**Exercise task**. What comes next in the confluence proof for the max term rewriting system below? Continue it from its last line.

## Begin Supplied text

YES

# Compositional parallel rule labeling (Shintani and Hirokawa 2022).

Consider the left-linear TRS R:

  max(x,0()) -> x
  max(0(),y) -> y
  max(s(x),s(y)) -> s(max(y,x))
  max(x,y) -> max(y,x)

Let C be the following subset of R:

  (empty)

All parallel critical peaks (except C's) are decreasing wrt rule labeling:

  phi(max(x,0()) -> x) = 3
  phi(max(0(),y) -> y) = 2
  phi(max(s(x),s(y)) -> s(max(y,x))) = 1
  phi(max(x,y) -> max(y,x)) = 1

  psi(max(x,0()) -> x) = 5
  psi(max(0(),y) -> y) = 5
  psi(max(s(x),s(y)) -> s(max(y,x))) = 1
  psi(max(x,y) -> max(y,x)) = 4


Therefore, the confluence of R follows from that of C.

## End Supplied text
## Begin Provided data

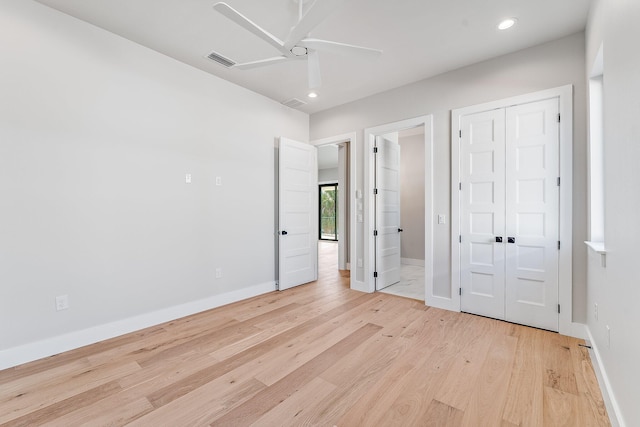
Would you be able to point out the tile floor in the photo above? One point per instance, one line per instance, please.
(411, 283)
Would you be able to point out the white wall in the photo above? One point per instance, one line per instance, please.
(328, 175)
(616, 287)
(553, 64)
(412, 196)
(96, 136)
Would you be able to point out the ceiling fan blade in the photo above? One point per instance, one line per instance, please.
(249, 25)
(318, 11)
(313, 68)
(338, 48)
(261, 62)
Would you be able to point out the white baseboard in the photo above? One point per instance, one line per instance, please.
(55, 345)
(411, 261)
(613, 409)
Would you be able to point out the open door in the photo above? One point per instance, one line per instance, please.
(298, 214)
(387, 201)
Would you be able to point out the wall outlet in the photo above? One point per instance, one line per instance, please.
(62, 302)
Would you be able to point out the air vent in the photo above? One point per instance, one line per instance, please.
(294, 103)
(226, 62)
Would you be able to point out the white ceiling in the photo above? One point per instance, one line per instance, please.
(420, 38)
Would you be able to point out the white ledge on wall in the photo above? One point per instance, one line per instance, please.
(598, 247)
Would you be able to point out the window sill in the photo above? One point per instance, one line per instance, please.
(598, 247)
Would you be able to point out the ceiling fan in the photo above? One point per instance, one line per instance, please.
(297, 44)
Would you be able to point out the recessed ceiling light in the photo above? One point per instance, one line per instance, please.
(507, 23)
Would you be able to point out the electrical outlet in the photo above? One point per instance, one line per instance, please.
(62, 302)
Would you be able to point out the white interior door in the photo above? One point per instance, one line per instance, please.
(509, 205)
(482, 226)
(387, 201)
(533, 194)
(298, 214)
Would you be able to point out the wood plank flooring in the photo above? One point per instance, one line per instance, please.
(319, 354)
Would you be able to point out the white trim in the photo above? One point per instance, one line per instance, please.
(565, 279)
(369, 142)
(72, 340)
(351, 139)
(613, 408)
(411, 261)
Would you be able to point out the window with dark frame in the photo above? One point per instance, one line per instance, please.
(328, 206)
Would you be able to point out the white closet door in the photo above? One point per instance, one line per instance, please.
(387, 212)
(482, 207)
(532, 211)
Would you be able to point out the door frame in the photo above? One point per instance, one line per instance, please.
(369, 180)
(565, 275)
(350, 139)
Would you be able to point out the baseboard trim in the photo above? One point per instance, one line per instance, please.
(613, 409)
(70, 341)
(411, 261)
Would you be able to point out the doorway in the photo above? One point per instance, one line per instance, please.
(371, 259)
(335, 230)
(328, 212)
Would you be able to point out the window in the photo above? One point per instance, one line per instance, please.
(328, 212)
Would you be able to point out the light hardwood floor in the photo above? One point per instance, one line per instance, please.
(319, 354)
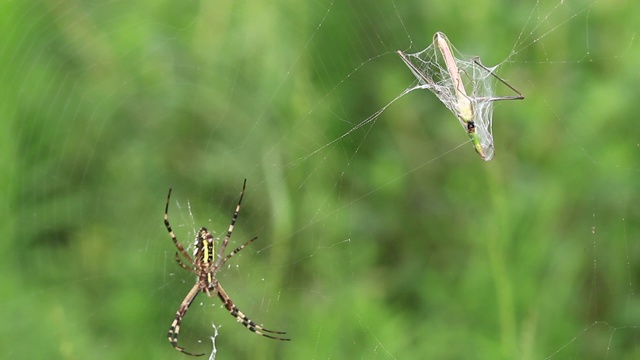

## End Provided data

**Result**.
# Compositional parallel critical pair system (Shintani and Hirokawa 2022).

Consider the left-linear TRS R:

  (empty)

Let C be the following subset of R:

  (empty)

The parallel critical pair system PCPS(R,C) is:

  (empty)

All pairs in PCP(R) are joinable and PCPS(R,C)/R is terminating.
Therefore, the confluence of R follows from that of C.

# emptiness

The empty TRS is confluent.